* Instructions for the task:
Add 17 to every coordinate in the answer points across the stretch of the material from the line containing "target | pink artificial rose" through the end of the material, then please write that whole stretch out again with every other line unchanged. Leave the pictures out.
++++++++++
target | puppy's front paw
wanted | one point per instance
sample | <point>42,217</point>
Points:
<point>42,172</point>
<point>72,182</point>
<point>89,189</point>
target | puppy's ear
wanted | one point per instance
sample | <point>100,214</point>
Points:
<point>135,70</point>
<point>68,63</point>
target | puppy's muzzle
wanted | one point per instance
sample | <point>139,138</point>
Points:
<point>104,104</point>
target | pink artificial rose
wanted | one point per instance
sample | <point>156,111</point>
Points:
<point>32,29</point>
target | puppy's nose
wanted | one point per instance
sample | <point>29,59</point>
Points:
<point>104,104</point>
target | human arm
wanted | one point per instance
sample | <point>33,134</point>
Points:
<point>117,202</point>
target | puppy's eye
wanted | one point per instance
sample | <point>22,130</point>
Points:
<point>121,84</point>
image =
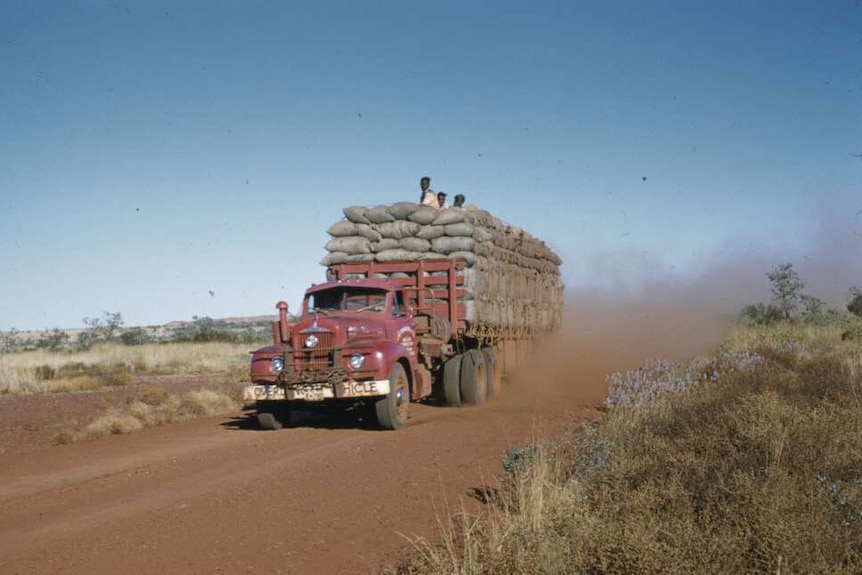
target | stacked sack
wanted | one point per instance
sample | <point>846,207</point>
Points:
++++++++++
* Solution to this exercise:
target | pink artificial rose
wanted | one point per instance
sample | <point>156,111</point>
Points:
<point>49,46</point>
target | puppy's nose
wanted | one point per instance
sample | <point>29,59</point>
Points:
<point>121,121</point>
target | human arm
wanted | one point per instance
sample | <point>33,134</point>
Points:
<point>134,219</point>
target | puppy's eye
wanted | one point per instance
sample | <point>22,130</point>
Points:
<point>138,101</point>
image =
target | stacked sack
wanted | one point per instance
sample | <point>846,207</point>
Points:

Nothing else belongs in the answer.